[DATA FOR THE TASK]
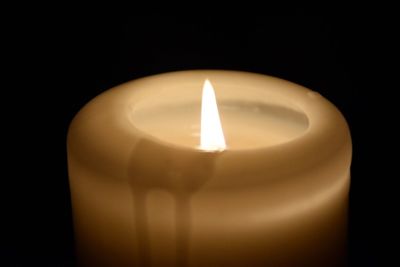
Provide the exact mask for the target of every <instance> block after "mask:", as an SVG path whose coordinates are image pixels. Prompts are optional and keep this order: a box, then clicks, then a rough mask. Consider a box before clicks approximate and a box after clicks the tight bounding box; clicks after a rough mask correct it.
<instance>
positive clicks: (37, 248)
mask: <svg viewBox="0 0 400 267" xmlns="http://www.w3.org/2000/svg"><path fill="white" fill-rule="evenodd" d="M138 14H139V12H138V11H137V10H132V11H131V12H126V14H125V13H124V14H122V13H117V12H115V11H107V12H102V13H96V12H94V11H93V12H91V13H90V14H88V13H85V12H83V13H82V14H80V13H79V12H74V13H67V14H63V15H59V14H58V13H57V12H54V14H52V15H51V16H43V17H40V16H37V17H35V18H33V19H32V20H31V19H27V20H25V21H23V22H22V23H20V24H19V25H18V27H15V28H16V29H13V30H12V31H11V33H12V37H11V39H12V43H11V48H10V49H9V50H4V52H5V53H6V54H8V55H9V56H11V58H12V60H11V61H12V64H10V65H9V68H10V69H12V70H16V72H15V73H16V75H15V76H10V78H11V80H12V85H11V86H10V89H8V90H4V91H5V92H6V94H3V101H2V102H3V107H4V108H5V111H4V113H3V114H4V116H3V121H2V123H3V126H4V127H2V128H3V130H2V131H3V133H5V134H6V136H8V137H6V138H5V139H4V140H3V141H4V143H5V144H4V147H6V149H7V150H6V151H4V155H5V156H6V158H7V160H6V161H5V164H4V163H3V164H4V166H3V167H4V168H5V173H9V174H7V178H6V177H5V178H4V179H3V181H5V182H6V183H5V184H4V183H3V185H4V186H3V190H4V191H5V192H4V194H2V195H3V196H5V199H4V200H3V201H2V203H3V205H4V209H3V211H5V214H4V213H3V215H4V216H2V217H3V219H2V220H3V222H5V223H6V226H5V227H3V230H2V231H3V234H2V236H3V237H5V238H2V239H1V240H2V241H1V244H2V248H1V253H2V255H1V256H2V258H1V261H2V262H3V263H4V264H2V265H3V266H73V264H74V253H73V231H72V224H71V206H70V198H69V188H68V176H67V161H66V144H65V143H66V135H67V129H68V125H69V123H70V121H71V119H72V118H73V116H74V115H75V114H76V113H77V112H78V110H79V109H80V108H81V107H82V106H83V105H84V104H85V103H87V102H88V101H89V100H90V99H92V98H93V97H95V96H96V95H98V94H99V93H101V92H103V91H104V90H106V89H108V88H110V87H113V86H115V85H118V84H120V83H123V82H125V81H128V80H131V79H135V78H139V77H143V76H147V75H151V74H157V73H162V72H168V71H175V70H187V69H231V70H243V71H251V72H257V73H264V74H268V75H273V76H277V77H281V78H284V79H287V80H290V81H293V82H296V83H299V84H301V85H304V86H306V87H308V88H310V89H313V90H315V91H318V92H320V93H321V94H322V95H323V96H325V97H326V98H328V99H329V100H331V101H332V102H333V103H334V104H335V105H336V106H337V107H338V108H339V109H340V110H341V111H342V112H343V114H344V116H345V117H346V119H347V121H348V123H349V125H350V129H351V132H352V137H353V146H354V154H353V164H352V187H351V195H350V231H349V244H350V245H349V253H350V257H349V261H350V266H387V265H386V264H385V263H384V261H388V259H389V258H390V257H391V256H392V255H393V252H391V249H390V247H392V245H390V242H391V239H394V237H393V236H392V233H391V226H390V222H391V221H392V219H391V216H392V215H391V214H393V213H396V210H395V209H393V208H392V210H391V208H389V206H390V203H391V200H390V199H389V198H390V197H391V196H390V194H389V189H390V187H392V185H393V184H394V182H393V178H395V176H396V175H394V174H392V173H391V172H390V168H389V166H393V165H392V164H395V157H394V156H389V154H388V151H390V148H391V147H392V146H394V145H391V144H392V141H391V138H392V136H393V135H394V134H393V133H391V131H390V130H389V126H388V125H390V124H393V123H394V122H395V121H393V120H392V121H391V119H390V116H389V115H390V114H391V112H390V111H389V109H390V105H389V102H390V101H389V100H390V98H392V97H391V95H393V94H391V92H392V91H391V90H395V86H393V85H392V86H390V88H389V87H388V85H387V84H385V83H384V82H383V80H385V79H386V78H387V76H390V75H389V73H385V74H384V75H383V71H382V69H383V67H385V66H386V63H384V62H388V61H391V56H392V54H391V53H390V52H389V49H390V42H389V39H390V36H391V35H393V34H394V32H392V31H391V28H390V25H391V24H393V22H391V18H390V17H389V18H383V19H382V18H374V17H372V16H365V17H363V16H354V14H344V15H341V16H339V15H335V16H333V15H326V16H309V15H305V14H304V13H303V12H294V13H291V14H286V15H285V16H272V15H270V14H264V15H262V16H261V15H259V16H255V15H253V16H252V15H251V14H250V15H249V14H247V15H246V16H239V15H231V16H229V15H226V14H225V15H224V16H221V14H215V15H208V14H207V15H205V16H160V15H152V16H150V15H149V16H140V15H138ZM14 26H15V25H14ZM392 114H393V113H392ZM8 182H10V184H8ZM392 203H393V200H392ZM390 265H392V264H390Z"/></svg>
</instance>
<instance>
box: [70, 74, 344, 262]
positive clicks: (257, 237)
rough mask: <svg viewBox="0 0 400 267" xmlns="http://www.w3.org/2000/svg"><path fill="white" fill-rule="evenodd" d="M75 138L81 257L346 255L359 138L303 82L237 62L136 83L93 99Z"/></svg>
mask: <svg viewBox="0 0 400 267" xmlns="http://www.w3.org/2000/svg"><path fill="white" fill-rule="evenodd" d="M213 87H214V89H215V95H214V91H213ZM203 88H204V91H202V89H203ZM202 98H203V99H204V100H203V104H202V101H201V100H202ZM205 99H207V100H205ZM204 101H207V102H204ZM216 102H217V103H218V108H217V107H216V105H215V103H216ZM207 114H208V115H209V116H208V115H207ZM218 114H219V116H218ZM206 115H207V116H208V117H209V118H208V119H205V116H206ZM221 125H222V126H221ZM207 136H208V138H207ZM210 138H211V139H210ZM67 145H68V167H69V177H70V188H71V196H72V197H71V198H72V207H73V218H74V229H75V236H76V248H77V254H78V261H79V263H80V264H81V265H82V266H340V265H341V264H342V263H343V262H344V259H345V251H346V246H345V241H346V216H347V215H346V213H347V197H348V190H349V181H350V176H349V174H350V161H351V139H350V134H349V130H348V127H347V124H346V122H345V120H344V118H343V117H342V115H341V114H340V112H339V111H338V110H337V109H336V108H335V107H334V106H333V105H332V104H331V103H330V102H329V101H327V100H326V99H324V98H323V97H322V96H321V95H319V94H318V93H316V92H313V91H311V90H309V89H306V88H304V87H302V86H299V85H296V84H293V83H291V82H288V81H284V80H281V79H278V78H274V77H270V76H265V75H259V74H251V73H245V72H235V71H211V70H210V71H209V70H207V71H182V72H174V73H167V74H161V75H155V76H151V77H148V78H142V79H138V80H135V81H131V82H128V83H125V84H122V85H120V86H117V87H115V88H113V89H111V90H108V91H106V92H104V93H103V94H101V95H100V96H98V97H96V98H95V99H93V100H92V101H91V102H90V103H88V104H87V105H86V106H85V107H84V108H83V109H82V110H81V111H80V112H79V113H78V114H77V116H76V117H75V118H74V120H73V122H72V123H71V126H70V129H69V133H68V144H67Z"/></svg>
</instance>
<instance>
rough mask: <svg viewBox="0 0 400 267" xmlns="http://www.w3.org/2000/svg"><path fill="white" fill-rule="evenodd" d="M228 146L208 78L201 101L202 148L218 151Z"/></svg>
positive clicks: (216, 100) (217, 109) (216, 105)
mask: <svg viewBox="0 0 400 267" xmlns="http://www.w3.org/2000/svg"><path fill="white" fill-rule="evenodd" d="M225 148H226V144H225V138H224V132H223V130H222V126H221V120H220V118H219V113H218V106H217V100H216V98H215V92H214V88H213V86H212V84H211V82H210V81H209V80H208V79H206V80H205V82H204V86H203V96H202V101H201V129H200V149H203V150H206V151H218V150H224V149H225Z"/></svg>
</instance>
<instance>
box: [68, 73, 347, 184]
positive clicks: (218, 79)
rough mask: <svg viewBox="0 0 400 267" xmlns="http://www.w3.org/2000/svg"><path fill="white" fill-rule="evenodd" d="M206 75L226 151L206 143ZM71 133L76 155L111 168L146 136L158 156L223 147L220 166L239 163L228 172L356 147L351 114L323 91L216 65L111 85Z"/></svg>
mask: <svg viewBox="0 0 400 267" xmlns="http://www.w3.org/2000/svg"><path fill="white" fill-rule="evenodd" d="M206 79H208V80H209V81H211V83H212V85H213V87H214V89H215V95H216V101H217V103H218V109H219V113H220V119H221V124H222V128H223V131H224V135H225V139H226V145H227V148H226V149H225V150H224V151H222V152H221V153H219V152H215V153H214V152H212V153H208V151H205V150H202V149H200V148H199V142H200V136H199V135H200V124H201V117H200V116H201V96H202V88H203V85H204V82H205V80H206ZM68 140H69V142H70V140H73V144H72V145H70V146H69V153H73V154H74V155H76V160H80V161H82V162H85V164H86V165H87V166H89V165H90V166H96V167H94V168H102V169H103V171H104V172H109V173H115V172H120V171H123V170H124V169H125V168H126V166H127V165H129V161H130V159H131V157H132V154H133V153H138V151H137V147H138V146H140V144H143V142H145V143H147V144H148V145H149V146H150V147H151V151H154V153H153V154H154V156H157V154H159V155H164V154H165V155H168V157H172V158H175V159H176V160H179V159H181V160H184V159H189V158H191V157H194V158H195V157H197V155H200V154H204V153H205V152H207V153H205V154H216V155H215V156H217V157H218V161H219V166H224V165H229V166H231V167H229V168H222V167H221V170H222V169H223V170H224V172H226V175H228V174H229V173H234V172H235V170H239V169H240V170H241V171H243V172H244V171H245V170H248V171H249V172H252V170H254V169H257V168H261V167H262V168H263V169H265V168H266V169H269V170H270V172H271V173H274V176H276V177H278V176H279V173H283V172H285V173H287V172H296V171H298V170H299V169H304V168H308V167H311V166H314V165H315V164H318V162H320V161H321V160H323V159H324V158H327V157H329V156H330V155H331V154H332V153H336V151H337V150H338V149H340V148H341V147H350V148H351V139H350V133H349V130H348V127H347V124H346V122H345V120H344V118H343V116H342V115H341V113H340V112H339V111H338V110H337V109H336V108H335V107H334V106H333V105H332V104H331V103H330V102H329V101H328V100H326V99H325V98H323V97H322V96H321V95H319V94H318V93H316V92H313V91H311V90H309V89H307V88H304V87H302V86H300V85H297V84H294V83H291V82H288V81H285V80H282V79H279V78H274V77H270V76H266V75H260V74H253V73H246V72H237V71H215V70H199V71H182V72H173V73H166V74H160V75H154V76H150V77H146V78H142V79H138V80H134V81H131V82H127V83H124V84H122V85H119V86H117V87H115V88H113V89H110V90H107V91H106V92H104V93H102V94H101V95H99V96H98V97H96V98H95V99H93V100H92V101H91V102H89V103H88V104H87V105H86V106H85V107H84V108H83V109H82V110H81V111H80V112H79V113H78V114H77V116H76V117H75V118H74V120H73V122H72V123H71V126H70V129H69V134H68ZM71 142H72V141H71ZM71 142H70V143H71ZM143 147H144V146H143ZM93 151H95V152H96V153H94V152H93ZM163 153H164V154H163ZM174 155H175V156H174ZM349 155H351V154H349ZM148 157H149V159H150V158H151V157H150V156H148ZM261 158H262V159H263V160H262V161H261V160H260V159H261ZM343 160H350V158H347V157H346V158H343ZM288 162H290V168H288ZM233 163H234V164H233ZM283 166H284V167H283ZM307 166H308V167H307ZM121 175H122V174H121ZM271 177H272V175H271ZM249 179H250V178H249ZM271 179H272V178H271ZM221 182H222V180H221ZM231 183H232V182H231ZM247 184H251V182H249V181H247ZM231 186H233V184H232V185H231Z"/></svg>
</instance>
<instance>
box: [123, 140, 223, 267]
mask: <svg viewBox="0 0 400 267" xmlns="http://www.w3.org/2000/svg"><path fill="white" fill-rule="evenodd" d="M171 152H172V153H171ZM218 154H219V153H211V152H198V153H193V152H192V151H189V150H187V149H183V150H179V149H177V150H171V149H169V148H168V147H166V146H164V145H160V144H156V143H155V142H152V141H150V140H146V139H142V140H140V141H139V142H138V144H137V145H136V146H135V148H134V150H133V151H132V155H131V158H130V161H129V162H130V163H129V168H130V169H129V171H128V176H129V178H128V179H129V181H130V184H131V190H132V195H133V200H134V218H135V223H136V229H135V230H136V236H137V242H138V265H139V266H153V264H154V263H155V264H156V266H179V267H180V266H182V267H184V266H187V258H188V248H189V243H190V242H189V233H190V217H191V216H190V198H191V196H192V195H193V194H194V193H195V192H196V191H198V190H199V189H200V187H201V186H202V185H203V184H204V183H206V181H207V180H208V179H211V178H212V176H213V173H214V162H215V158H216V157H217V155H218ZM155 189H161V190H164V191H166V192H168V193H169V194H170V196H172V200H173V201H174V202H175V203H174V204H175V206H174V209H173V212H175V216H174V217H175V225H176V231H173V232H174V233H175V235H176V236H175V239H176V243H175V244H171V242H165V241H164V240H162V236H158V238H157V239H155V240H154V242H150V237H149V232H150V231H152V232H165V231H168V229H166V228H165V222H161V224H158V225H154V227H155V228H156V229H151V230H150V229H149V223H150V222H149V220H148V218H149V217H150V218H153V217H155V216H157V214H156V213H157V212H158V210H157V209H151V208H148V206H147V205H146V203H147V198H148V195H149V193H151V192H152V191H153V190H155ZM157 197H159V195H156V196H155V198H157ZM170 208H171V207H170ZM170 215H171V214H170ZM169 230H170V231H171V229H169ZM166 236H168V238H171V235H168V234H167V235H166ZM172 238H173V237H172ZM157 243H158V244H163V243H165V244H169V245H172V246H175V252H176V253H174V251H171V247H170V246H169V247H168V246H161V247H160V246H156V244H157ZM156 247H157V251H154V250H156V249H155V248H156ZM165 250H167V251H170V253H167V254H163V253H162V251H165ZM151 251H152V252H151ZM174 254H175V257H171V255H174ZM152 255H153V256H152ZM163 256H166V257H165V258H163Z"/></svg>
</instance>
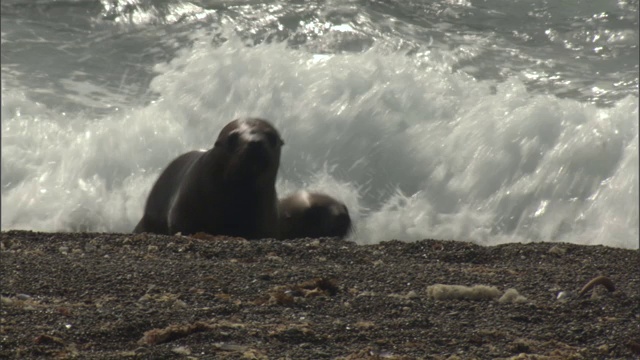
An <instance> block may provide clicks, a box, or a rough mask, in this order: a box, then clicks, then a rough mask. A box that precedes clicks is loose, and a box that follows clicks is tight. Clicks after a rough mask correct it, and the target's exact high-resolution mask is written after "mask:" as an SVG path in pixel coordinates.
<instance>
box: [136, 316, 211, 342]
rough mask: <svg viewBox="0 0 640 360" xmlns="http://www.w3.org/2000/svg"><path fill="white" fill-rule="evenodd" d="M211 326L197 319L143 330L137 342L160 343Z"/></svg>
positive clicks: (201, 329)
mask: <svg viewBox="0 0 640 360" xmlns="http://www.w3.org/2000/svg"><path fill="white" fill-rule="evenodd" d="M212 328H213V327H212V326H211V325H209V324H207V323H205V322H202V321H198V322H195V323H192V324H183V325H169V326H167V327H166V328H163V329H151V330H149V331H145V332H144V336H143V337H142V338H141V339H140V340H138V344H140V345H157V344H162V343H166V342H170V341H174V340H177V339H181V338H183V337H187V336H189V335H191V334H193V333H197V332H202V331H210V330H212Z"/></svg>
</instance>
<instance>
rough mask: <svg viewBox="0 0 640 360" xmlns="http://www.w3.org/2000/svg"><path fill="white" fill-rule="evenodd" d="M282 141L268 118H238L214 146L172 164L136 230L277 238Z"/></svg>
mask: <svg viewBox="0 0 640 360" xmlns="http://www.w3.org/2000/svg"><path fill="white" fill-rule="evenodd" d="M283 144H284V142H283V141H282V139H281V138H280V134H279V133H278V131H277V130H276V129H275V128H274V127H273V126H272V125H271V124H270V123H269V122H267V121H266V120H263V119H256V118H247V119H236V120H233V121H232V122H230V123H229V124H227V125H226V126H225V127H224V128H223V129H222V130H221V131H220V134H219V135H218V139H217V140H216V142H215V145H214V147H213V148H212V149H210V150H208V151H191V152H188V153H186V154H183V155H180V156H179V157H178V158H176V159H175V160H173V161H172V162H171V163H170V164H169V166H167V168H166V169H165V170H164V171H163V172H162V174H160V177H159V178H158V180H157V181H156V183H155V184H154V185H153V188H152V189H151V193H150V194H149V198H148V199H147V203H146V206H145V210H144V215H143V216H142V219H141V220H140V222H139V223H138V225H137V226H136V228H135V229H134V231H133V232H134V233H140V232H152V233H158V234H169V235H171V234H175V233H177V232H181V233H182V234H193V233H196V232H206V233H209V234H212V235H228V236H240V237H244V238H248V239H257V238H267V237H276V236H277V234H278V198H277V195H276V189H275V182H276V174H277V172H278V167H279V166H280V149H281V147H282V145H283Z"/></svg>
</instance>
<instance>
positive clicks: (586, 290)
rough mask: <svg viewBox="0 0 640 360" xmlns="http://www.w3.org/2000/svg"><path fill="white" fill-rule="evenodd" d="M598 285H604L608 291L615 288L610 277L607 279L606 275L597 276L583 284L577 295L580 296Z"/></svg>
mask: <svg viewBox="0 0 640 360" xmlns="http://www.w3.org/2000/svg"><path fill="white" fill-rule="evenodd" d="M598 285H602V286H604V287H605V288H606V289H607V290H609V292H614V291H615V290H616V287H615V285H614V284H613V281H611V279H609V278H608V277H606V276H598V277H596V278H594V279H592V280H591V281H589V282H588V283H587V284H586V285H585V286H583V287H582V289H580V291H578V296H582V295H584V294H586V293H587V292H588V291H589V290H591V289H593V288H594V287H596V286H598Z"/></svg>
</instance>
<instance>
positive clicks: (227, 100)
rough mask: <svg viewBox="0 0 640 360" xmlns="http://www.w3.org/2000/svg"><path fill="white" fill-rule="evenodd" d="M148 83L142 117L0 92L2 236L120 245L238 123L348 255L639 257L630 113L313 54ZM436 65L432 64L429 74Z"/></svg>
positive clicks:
[/DATA FOR THE TASK]
* **WHAT NEEDS TO BE DONE**
The required output is the stretch of entries above from the line containing "box: [136, 316, 211, 342]" through the line containing "326L197 319L143 330L137", reproduced exactly.

* **SOLVED EXERCISE**
box: [136, 316, 211, 342]
rough mask: <svg viewBox="0 0 640 360" xmlns="http://www.w3.org/2000/svg"><path fill="white" fill-rule="evenodd" d="M211 326L197 319L143 330L137 342L160 343Z"/></svg>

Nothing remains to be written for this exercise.